__Problem statement__
Repeat each line of the items below word for word, leaving out the pictures.
☆ ☆ ☆ ☆ ☆
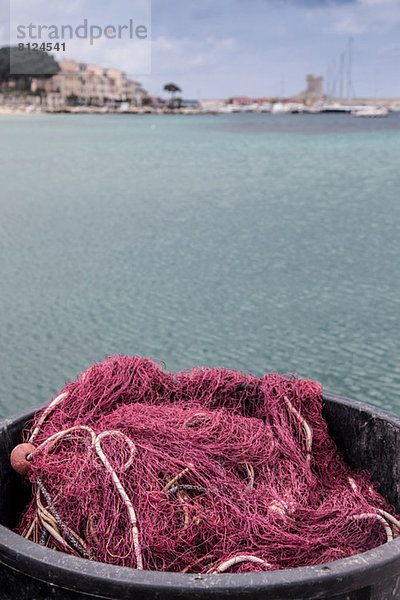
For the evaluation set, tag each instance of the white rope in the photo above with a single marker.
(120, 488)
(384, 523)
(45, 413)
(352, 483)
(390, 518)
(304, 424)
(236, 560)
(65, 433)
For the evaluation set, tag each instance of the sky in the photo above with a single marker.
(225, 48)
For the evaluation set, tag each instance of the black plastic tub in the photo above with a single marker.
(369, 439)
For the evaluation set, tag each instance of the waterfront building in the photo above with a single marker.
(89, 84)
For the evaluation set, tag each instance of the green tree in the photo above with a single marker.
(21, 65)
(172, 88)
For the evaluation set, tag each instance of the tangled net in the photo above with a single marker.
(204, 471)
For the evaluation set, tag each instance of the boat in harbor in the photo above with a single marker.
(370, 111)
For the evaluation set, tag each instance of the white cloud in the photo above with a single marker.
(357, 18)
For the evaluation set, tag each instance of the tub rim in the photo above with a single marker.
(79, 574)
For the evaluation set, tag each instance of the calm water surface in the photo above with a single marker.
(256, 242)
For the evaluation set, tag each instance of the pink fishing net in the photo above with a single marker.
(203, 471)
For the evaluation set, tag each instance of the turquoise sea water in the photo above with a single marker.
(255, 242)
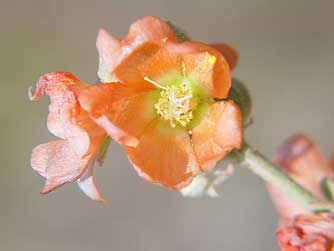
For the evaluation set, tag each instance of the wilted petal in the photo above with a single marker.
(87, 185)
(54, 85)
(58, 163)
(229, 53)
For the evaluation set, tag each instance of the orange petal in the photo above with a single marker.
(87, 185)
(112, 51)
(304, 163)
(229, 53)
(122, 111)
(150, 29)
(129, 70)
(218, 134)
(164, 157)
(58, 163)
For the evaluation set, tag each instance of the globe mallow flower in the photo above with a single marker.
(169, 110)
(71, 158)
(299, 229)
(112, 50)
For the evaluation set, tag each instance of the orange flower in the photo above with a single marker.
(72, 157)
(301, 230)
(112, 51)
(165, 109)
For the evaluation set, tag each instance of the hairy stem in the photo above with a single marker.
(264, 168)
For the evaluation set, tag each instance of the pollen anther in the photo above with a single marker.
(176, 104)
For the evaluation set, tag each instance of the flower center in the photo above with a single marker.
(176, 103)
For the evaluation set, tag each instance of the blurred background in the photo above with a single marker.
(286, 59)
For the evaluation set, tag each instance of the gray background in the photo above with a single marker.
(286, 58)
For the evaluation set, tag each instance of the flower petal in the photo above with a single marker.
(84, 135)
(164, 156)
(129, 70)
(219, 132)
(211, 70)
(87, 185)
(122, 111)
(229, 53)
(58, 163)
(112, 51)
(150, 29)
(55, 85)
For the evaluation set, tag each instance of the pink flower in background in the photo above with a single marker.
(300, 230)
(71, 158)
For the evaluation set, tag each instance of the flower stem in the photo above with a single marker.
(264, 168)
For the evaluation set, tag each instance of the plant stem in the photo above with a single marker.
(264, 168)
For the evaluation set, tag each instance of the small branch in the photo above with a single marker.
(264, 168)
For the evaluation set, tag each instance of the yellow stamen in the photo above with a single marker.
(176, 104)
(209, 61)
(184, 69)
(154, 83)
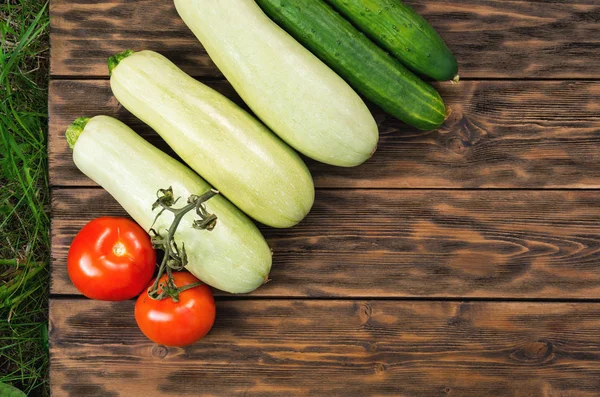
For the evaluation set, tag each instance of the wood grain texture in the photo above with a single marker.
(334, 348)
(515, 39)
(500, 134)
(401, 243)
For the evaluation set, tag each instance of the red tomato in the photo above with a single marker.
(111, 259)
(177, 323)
☆ ☆ ☆ ☆ ☆
__Solution__
For the evaluation set, tag each instance of the white rope in the photo above with a single marker.
(120, 488)
(384, 523)
(45, 413)
(352, 483)
(390, 518)
(304, 424)
(236, 560)
(65, 433)
For the evaluation set, tag each instance of the sky in the photo above with a single marker.
(225, 48)
For the evaluation set, tag each instance of the black plastic tub in the photo above with a single marker.
(369, 439)
For the evaluation set, tag each instance of the waterfront building in the photo above with a single marker.
(89, 84)
For the evaluation set, tag each instance of the green tree in the photo above with a single marker.
(21, 65)
(172, 88)
For the evaluation set, tag each instance of the tangled net in the photo above with a single marker.
(204, 471)
For the evaluation set, tag each instance of the boat in harbor in the photo above with a single marker.
(370, 111)
For the evaluation set, tag each instance of the white cloud in the photo above with a single marker.
(357, 18)
For the evaluation set, tag each instance of the tub rim in the photo above with a single marker.
(79, 574)
For the evaluation set, tag each instance of the calm water surface in the photo above with a single marker.
(256, 242)
For the evaluation set, tag each instance of the pink fishing net in the photo above with a single marker.
(203, 471)
For the evaluation set, tag each instance of the turquoise sea water in the photo above with a single marker.
(255, 242)
For the evaluation set, tag each instance of the wilted petal in the photo above with a single marker.
(87, 185)
(54, 85)
(58, 163)
(229, 53)
For the evaluation set, tag each instance of the orange petal in the photo above with a single marker.
(87, 185)
(112, 51)
(304, 163)
(229, 53)
(122, 111)
(150, 29)
(129, 70)
(218, 134)
(164, 157)
(58, 163)
For the evaluation set, tag each instance of the globe mallow flower in the photo above with a single marker.
(169, 110)
(71, 158)
(299, 229)
(112, 50)
For the evaluation set, tag each instance of the orange flower in the photo above with a single marker.
(72, 157)
(301, 230)
(112, 51)
(165, 109)
For the evaluation set, tag each instance of the hairy stem in the photo above with a single marker.
(264, 168)
For the evaluation set, tag each instance of the pollen anther in the photo above with a single marker.
(176, 104)
For the evaluation set, tag each instance of the flower center in the photo above with a single marker.
(176, 103)
For the evaluation set, tag each instance of the blurred background in the photo above with a single marker.
(286, 59)
For the evaluation set, tag each instance of the gray background in the photo above with a single marker.
(286, 58)
For the evaluation set, tag each instance of the flower petal in the photo above with a single marker.
(84, 135)
(164, 156)
(129, 70)
(219, 132)
(211, 70)
(87, 185)
(122, 111)
(229, 53)
(58, 163)
(112, 51)
(150, 29)
(55, 85)
For the evaluation set, tag each instance of the pink flower in background in the photo above with a single marker.
(300, 230)
(71, 158)
For the evaluation set, tag each instance of the flower stem in the photo above with a single marker.
(264, 168)
For the evaluation set, tag each instance of the plant stem in the photo above with a single marker.
(264, 168)
For the evaluation set, tag each instance of the small branch in the photo above with a single marker.
(264, 168)
For the evaluation set, tag each instance of the yellow stamen in the photo above with a single marker.
(176, 104)
(209, 61)
(184, 69)
(154, 83)
For the evaluation set, tag each instance of the wood grain texture in the photo above with a single marker.
(334, 348)
(515, 39)
(500, 134)
(401, 243)
For the evaluation set, tag each instance of the red tomato in the photo above with a single marker.
(111, 259)
(177, 323)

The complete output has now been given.